### [SET OF TASKS]
[a] According to the text on suspension travel limits, what limits the spring's droop?
[b] Translate this sentence from the suspension text into Spanish: "Droop: This is limited by how far the shaft can come out of the body."
[c] Write the next part of the text on suspension travel limits, picking up after its last sentence.

### [TEXT SEGMENT]
____________

You are correct. We are talking about the same thing. I will try to break this down to the best of my knowledge so all can follow.
Look at the suspension on one corner as 3 separate pieces:

1. The wheel, and control arms for simplicity.
Droop: This is limited by the bushings binding or the control arms hitting the frame or binding.
Bump: Limited by the tire hitting the body, the sprung chassis hitting the ground, or binding of the control arms.

2. The Shock.
Droop: This is limited by how far the shaft can come out of the body.
Bump: Limited by how far the shaft can go into the body.

3. The Spring.
Droop: Limited by the free length of the spring.
Bump: The spring will compress until the coils contact each other. AKA Coil Bind.

When you start to put it together the droop or bump limits are determined by the part of the suspension that hits the limit first including the sprung chassis hitting the ground on bump. This happens often with F1 cars.

____________

### [INFORMATION SHOWN]
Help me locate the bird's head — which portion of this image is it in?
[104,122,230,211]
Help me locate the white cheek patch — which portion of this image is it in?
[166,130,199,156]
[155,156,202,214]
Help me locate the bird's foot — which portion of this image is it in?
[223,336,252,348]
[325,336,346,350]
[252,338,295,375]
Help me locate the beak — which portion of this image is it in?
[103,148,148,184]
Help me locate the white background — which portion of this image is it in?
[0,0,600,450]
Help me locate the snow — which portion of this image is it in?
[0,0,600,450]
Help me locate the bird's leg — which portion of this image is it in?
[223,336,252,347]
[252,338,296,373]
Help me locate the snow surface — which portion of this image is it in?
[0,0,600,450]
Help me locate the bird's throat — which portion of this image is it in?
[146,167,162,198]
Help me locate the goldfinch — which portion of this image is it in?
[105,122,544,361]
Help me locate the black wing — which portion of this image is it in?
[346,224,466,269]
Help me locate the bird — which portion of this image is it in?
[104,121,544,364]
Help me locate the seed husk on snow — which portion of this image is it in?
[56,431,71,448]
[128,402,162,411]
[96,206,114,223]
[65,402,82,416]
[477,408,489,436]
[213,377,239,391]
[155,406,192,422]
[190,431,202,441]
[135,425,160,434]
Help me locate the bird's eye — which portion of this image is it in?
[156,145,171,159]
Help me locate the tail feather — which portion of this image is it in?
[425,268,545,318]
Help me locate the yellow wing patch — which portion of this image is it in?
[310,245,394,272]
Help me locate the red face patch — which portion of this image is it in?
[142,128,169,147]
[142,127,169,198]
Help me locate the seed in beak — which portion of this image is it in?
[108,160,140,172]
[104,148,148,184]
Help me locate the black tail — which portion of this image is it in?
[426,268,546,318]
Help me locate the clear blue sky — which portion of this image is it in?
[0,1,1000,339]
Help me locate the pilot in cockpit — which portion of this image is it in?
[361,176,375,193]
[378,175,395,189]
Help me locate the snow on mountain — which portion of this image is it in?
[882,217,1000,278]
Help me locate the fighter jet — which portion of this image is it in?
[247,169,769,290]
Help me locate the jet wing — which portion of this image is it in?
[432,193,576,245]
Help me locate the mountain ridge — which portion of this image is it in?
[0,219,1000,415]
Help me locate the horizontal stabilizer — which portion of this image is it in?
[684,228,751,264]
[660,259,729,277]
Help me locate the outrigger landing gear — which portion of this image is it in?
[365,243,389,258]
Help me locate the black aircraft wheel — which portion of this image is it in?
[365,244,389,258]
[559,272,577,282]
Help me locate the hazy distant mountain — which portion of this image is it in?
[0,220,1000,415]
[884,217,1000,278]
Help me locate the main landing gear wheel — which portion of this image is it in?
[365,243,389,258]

____________

### [RESPONSES TO THE TASKS]
[a] The free length of the spring.

[b] Extensión: esto está limitado por cuánto puede salir el vástago del cuerpo.

[c]
Where preload can come into the equation is where it positions the shock in the total available travel of the shock. When it is on the car, spring included supporting the vehicle weight it is in its neutral state. When you turn the spring perch toward the spring to raise the car it preloads the spring and makes the shock extend putting it closer to the droop limit of the shock and control arms. It also becomes further from the bump limit, since the limits are determined by the entire assembly. The only thing to watch for is coil bind on the spring because it is being compressed. Coil bind limits bump.

If you turn the spring perch away from the spring it lowers the car. This puts the shock shaft further into the body because it cannot support the weight of the car; the car will sag until the spring supports it, putting the entire assembly closer to the bump limit but further from the droop limit. The spring does not affect this since it is not connected at the ends.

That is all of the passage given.